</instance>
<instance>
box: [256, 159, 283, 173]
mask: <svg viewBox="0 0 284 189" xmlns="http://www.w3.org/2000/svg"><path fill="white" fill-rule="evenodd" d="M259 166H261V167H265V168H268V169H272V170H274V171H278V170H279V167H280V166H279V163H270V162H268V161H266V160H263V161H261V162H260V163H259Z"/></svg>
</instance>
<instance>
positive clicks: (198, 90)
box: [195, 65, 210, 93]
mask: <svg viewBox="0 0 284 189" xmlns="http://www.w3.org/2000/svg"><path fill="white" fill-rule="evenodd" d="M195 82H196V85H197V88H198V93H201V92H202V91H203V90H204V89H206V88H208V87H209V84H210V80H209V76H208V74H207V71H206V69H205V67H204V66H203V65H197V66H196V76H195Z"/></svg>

Exercise brief
Copy these rows back verbatim, reproducing every line above without change.

Task response
</instance>
<instance>
box: [256, 159, 283, 173]
mask: <svg viewBox="0 0 284 189" xmlns="http://www.w3.org/2000/svg"><path fill="white" fill-rule="evenodd" d="M259 166H261V167H265V168H268V169H272V170H274V171H278V170H279V167H280V166H279V163H270V162H268V161H266V160H263V161H261V162H260V163H259Z"/></svg>
</instance>
<instance>
positive clicks: (198, 90)
box: [195, 65, 210, 93]
mask: <svg viewBox="0 0 284 189" xmlns="http://www.w3.org/2000/svg"><path fill="white" fill-rule="evenodd" d="M195 82H196V85H197V88H198V93H201V92H202V91H203V90H204V89H206V88H208V87H209V84H210V80H209V76H208V74H207V71H206V69H205V67H204V66H203V65H197V66H196V76H195Z"/></svg>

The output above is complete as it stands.